(The task): Gather every line in the listing below that contains the word "embellished" and copy each of those lines in full.

(Source material):
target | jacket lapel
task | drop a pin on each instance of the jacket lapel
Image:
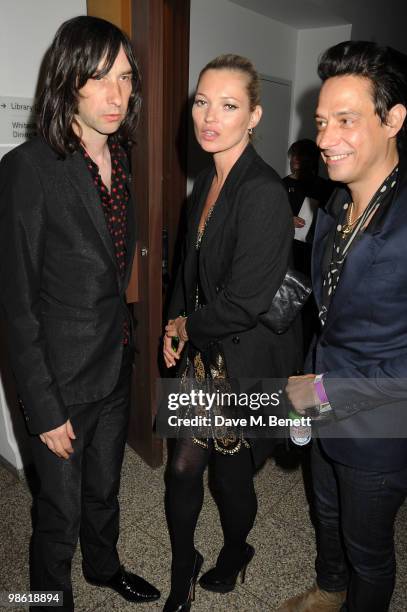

==

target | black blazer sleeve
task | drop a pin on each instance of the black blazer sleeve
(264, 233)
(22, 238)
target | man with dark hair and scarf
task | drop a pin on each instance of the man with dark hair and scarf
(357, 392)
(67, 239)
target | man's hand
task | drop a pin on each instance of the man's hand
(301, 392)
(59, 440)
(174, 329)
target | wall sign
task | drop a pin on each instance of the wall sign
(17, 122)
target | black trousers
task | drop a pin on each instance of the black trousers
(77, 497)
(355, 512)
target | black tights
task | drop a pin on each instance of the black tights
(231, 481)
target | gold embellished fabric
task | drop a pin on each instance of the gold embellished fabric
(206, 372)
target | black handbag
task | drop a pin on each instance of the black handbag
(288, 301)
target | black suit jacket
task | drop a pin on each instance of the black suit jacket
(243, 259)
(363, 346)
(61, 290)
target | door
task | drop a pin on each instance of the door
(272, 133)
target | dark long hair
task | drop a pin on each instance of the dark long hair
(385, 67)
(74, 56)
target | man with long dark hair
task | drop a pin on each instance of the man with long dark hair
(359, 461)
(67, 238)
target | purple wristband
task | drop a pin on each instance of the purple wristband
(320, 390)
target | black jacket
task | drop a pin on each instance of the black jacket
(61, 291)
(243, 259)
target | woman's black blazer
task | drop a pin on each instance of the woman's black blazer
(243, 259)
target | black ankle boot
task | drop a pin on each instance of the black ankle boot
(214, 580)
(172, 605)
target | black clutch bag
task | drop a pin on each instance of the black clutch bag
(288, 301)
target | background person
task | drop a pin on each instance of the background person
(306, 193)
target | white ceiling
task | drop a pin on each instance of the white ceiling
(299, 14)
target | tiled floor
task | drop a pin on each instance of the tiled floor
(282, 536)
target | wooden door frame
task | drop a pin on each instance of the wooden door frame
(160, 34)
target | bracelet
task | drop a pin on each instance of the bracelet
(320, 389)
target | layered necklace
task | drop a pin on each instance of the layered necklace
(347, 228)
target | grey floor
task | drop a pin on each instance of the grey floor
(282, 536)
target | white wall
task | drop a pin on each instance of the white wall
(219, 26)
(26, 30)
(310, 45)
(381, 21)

(The answer):
target | gold embellished fabric
task | drop a pin on each instance of the gold embellished fabric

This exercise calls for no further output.